> DIRECTIONS FOR THIS TASK: Reproduce all of the material below line for line, changing nothing.
###
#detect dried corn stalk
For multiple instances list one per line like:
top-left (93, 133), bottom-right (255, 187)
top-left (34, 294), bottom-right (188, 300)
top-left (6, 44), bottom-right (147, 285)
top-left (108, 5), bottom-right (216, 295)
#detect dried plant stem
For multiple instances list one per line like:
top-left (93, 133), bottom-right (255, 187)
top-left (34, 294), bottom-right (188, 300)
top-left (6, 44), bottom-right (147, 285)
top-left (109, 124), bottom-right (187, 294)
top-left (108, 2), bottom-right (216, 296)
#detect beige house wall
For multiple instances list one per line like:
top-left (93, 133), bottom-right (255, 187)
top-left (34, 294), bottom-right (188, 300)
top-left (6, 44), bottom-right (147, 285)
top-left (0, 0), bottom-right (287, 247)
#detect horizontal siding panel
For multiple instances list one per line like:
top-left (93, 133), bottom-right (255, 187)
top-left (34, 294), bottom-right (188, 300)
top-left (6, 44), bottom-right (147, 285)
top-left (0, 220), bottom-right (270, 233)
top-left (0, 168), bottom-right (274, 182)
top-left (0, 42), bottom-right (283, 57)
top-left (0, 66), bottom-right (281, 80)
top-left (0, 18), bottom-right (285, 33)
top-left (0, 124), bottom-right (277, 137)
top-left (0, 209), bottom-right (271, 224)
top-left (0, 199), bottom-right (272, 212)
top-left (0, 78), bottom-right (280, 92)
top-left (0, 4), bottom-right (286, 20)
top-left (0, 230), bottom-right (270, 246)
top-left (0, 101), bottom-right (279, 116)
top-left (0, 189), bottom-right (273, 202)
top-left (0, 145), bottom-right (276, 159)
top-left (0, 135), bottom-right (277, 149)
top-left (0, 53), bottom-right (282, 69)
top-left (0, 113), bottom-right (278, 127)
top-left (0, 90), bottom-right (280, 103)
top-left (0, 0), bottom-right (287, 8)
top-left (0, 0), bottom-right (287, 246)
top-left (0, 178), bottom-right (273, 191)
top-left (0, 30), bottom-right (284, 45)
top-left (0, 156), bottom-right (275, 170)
###
> SOLUTION TO THIS TASK:
#detect dried corn stalk
For multiple instances list one per line like:
top-left (93, 133), bottom-right (255, 187)
top-left (34, 294), bottom-right (188, 300)
top-left (6, 44), bottom-right (147, 285)
top-left (108, 5), bottom-right (216, 295)
#detect dried plant stem
For multiple instances list one per line like:
top-left (93, 133), bottom-right (255, 187)
top-left (34, 294), bottom-right (188, 300)
top-left (6, 44), bottom-right (147, 285)
top-left (109, 124), bottom-right (187, 294)
top-left (108, 2), bottom-right (216, 296)
#detect beige house wall
For multiple instances list one per line like:
top-left (93, 133), bottom-right (255, 187)
top-left (34, 294), bottom-right (188, 300)
top-left (6, 44), bottom-right (147, 285)
top-left (0, 0), bottom-right (287, 247)
#detect horizontal siding panel
For multiple instances list one per line like:
top-left (93, 133), bottom-right (255, 187)
top-left (34, 294), bottom-right (188, 300)
top-left (6, 44), bottom-right (147, 285)
top-left (0, 220), bottom-right (270, 233)
top-left (0, 168), bottom-right (274, 182)
top-left (0, 42), bottom-right (283, 57)
top-left (0, 66), bottom-right (281, 80)
top-left (0, 18), bottom-right (285, 33)
top-left (0, 124), bottom-right (277, 137)
top-left (0, 209), bottom-right (271, 224)
top-left (0, 199), bottom-right (272, 212)
top-left (0, 78), bottom-right (280, 92)
top-left (0, 4), bottom-right (286, 20)
top-left (0, 230), bottom-right (270, 246)
top-left (0, 101), bottom-right (279, 116)
top-left (0, 189), bottom-right (273, 202)
top-left (0, 145), bottom-right (276, 159)
top-left (0, 135), bottom-right (277, 149)
top-left (0, 53), bottom-right (282, 69)
top-left (0, 113), bottom-right (278, 127)
top-left (0, 90), bottom-right (280, 103)
top-left (0, 0), bottom-right (287, 8)
top-left (0, 0), bottom-right (287, 246)
top-left (0, 178), bottom-right (273, 191)
top-left (0, 30), bottom-right (284, 45)
top-left (0, 156), bottom-right (275, 170)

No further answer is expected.